(Beginning of Records supplied)

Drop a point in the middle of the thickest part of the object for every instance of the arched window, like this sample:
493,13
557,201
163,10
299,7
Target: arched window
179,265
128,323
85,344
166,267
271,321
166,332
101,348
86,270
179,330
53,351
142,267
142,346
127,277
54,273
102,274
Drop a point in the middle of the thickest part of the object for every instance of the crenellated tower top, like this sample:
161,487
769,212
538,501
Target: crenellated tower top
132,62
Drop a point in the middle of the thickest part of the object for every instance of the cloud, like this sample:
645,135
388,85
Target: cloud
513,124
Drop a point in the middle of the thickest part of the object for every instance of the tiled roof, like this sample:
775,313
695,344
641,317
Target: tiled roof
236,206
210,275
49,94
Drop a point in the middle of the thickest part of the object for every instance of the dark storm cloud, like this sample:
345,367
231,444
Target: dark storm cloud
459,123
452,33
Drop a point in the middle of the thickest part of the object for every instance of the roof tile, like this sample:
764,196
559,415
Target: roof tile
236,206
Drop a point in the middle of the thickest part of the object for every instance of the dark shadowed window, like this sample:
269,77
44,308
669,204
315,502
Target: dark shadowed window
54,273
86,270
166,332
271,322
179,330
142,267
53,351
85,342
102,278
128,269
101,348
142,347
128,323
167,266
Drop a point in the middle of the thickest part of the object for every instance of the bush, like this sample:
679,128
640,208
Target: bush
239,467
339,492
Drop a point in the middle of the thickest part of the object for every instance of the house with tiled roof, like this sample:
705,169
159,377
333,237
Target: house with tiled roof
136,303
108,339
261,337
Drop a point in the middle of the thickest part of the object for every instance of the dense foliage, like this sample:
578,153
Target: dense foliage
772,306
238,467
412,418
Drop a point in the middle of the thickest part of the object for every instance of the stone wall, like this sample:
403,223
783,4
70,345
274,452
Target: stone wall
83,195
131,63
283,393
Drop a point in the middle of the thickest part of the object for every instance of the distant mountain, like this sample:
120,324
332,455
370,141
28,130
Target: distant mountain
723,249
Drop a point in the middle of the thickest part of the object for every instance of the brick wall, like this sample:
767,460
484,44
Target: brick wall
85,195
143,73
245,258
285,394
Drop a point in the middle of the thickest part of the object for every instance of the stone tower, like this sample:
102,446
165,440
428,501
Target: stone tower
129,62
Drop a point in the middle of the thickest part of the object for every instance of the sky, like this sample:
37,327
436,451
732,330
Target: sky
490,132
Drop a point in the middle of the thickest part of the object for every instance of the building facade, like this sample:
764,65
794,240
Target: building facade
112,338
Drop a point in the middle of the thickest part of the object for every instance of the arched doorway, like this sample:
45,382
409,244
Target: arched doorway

(End of Records supplied)

Work to be completed:
Only lines with the word "doorway" are wanted. Find and copy them from the records above.

Exercise result:
Drop a point in the middle of the thickest part of the object for every instance of the arched doorway, like this sample:
Target: arched doorway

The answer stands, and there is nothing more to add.